- What you need to do -
Collect each line in the items below that contains the word "list". Case counts.

- Entries shown -
_____

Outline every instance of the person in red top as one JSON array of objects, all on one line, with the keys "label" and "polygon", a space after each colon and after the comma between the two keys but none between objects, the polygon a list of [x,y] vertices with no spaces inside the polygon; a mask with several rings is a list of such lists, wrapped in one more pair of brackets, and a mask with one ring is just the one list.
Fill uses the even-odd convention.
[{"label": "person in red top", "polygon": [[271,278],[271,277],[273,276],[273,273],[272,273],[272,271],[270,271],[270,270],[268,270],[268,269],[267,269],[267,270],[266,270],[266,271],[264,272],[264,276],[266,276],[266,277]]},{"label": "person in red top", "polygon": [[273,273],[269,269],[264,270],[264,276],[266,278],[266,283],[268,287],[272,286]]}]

_____

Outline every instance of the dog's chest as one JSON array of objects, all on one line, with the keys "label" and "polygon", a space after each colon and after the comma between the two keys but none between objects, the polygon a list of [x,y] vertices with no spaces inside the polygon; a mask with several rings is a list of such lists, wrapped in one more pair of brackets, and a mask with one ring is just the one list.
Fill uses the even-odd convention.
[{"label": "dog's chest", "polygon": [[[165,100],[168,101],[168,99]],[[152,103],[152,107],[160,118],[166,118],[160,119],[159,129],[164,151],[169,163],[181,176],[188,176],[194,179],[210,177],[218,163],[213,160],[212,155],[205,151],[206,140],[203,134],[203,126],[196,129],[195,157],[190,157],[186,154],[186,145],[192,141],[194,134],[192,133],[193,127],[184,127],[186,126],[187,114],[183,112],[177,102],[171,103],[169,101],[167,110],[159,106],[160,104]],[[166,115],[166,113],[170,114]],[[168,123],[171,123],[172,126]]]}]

_____

- Answer for the task -
Outline every instance of the person in red top as one JSON array of objects, all on one line, with the keys "label" and "polygon", a space after each colon and after the comma between the two keys but none between objects, the polygon a list of [x,y] vertices with no spaces inside the polygon; a mask with several rings is a list of such lists, wrapped in one more pair of brackets, and a mask with one ring is just the one list.
Outline every instance of the dog's chest as one JSON array of objects, all on one line, with the keys "label" and "polygon", a space after each colon and after the comma between the two keys but none between objects, the polygon a list of [x,y] vertices with no spaces inside the polygon; a mask with several rings is a list of such lists, wrapped in one more pair of brackets, and a mask with one ring is just the one list.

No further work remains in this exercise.